◆ **SUPPLIED MATERIAL**
* * *

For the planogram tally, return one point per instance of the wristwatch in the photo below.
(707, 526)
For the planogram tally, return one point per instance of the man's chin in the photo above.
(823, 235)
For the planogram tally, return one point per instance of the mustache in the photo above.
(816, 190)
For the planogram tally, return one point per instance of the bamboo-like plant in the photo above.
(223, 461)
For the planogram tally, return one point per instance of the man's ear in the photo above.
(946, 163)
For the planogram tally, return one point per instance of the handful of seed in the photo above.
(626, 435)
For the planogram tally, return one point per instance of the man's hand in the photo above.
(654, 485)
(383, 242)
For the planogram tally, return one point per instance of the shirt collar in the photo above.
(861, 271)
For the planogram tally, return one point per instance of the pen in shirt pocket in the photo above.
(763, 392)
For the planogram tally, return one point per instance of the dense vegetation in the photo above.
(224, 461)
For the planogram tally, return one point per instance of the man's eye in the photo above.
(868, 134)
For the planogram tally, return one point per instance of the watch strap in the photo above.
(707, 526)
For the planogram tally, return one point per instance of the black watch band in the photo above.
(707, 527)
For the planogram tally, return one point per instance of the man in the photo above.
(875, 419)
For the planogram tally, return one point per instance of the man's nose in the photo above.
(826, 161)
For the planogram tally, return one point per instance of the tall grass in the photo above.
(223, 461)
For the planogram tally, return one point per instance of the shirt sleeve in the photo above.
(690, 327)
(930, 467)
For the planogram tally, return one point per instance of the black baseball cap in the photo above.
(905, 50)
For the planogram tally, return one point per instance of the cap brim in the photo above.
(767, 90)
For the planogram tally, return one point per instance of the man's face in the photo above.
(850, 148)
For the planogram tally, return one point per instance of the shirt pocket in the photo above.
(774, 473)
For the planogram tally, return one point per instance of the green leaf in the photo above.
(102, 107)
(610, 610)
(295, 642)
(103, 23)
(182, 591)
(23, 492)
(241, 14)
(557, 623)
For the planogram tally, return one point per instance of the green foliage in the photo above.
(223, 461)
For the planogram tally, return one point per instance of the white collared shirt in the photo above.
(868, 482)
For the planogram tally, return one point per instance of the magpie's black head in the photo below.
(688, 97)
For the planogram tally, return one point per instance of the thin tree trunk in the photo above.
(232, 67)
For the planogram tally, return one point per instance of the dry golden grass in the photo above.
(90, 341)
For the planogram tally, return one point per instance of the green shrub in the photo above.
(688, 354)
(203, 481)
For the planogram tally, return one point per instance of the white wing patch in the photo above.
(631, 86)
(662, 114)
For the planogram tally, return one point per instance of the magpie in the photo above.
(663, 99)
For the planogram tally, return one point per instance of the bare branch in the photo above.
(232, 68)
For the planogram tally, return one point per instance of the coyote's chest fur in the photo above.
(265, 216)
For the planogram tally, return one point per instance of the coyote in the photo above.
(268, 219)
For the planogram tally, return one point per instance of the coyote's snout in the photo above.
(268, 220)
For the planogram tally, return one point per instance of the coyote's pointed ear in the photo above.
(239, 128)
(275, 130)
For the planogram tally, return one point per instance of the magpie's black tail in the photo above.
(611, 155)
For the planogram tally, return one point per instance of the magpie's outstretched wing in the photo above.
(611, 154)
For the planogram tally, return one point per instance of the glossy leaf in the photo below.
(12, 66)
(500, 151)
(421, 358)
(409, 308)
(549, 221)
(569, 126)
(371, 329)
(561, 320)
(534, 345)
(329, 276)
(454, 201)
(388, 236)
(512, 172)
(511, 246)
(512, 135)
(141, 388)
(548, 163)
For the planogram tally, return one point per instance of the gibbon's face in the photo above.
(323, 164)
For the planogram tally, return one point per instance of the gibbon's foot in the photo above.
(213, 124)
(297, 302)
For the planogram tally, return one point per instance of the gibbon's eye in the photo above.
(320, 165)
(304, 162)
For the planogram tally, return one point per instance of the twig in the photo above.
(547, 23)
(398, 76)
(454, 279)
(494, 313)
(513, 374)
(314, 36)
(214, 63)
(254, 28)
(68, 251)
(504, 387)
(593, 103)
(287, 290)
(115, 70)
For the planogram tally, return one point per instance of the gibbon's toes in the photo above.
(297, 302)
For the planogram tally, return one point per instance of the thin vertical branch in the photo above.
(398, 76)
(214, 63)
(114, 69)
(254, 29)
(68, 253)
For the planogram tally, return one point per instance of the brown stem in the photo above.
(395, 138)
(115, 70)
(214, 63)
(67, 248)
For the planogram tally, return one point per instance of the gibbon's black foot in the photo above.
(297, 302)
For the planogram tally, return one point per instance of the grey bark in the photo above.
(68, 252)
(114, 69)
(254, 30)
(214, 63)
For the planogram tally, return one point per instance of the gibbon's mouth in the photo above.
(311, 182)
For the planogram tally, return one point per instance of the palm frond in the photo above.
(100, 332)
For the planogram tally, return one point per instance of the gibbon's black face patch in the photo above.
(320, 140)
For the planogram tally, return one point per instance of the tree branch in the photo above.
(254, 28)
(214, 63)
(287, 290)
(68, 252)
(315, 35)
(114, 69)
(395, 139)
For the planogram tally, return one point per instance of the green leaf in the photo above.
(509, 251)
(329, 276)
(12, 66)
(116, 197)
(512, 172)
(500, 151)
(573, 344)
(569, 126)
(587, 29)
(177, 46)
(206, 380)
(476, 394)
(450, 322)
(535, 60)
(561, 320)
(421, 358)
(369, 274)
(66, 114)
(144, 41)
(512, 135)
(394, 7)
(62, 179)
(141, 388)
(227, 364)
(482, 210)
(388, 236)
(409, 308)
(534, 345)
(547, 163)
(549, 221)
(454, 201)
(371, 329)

* * *

◆ **YOUR OBJECTIVE**
Reproduce the full listing word for word.

◆ **OUTPUT BELOW**
For the planogram tally, return one point per instance of the wristwatch in the photo below.
(707, 526)
For the planogram tally, return one point per instance of the man's chin in the photo above.
(823, 235)
For the planogram tally, return one point per instance of the mustache in the photo above.
(816, 190)
For the planogram tally, return one point per instance of the bamboo-like plant in the photo above.
(223, 461)
For the planogram tally, return one point per instance of the man's ear in the photo above.
(946, 163)
For the planogram tally, return one point per instance of the handful of seed in the photo above.
(626, 435)
For the planogram tally, return one point per instance of the man's hand in the photo above.
(654, 485)
(383, 242)
For the planogram tally, return one point per instance of the shirt collar in the photo above.
(861, 271)
For the planogram tally, return one point per instance of the pen in shirt pocket in the photo above.
(763, 392)
For the planogram tally, return one point per instance of the dense vegetation in the photo above.
(224, 461)
For the planogram tally, return one point per instance of the man's eye in the photo above.
(868, 134)
For the planogram tally, return one point per instance of the watch strap in the photo above.
(707, 526)
For the planogram tally, return one point per instance of the black watch band in the photo above.
(707, 527)
For the planogram tally, return one point per instance of the man in the photo above.
(875, 419)
For the planogram tally, return one point per instance of the man's nose in the photo above.
(826, 161)
For the planogram tally, return one point per instance of the tall grass in the photo above.
(223, 461)
For the planogram tally, return one point per instance of the shirt sleeve in the photo above.
(690, 327)
(930, 467)
For the planogram tally, return one point per instance of the black baseball cap in the photo above.
(905, 50)
For the planogram tally, return one point per instance of the cap brim in the photo above.
(767, 90)
For the planogram tally, return one point per instance of the man's face in the photo above.
(850, 148)
For the planogram tally, return one point per instance of the shirt pocket in the photo above.
(774, 473)
For the planogram tally, return one point per instance of the green leaf in the photo above.
(102, 107)
(610, 610)
(295, 642)
(103, 23)
(182, 591)
(23, 492)
(241, 14)
(557, 623)
For the planogram tally, return one point per instance of the green foliage in the photo above.
(223, 461)
For the planogram tally, return one point per instance of the white collared shirt in the photo above.
(868, 482)
For the planogram tally, return one point per instance of the magpie's black head in the photo below.
(688, 97)
For the planogram tally, return one point per instance of the thin tree trunk in the photo above.
(232, 67)
For the planogram tally, return one point per instance of the dry golden grass in the photo above.
(90, 341)
For the planogram tally, return one point per instance of the green shrub in the photo above.
(688, 354)
(203, 481)
For the planogram tally, return one point per instance of the white wing patch in the photo above.
(631, 86)
(662, 114)
For the planogram tally, return one point per instance of the magpie in the photo above.
(663, 99)
For the planogram tally, return one point per instance of the bare branch in the photo above.
(232, 68)
For the planogram tally, return one point per instance of the coyote's chest fur in the photo above.
(265, 216)
For the planogram tally, return one point per instance of the coyote in the photo above.
(268, 219)
For the planogram tally, return one point per instance of the coyote's snout in the photo above.
(268, 220)
For the planogram tally, return one point per instance of the coyote's pointed ear in the photo above.
(239, 128)
(275, 130)
For the planogram tally, return one point per instance of the magpie's black tail in the photo above.
(611, 155)
For the planogram tally, return one point per instance of the magpie's outstretched wing in the photo above.
(611, 154)
For the planogram tally, return one point per instance of the glossy leaf in the photo below.
(12, 66)
(500, 151)
(421, 358)
(409, 308)
(549, 221)
(569, 126)
(371, 329)
(561, 320)
(534, 345)
(329, 276)
(454, 201)
(388, 236)
(512, 172)
(511, 246)
(512, 135)
(141, 388)
(548, 163)
For the planogram tally, return one point per instance of the gibbon's face in the photo above.
(323, 164)
For the planogram tally, return one point per instance of the gibbon's foot in the photo above.
(213, 124)
(297, 302)
For the planogram tally, return one point per instance of the gibbon's eye in the photo above.
(320, 165)
(304, 162)
For the planogram tally, return one point per instance of the twig in the photo above.
(547, 23)
(398, 76)
(454, 279)
(494, 313)
(513, 374)
(314, 36)
(214, 63)
(254, 28)
(68, 251)
(504, 387)
(593, 103)
(287, 290)
(115, 70)
For the planogram tally, return one point per instance of the gibbon's toes in the photo above.
(297, 302)
For the planogram tally, return one point per instance of the thin vertical branch in the photo above.
(398, 76)
(214, 63)
(114, 69)
(254, 29)
(68, 253)
For the planogram tally, return one point per instance of the brown stem in the photo above.
(395, 138)
(115, 70)
(214, 63)
(67, 248)
For the planogram tally, return one point per instance of the gibbon's black foot in the photo above.
(297, 302)
For the planogram tally, return one point per instance of the grey bark in the photo above.
(68, 252)
(114, 69)
(254, 30)
(214, 63)
For the planogram tally, return one point per instance of the gibbon's mouth in the photo above.
(311, 182)
For the planogram tally, return one point per instance of the palm frond in the photo above.
(100, 332)
For the planogram tally, return one point per instance of the gibbon's black face patch in the photo above.
(320, 140)
For the planogram tally, return one point per instance of the tree branch in the photo above.
(254, 28)
(214, 63)
(287, 290)
(68, 252)
(315, 35)
(114, 69)
(395, 139)
For the planogram tally, return one point per instance of the green leaf in the photo above.
(509, 251)
(329, 276)
(12, 66)
(116, 197)
(512, 172)
(500, 151)
(573, 344)
(569, 126)
(587, 29)
(177, 46)
(206, 380)
(476, 394)
(450, 322)
(535, 60)
(561, 320)
(421, 358)
(369, 274)
(66, 114)
(144, 41)
(512, 135)
(394, 7)
(62, 179)
(141, 388)
(227, 364)
(482, 210)
(388, 236)
(409, 308)
(534, 345)
(547, 163)
(549, 221)
(454, 201)
(371, 329)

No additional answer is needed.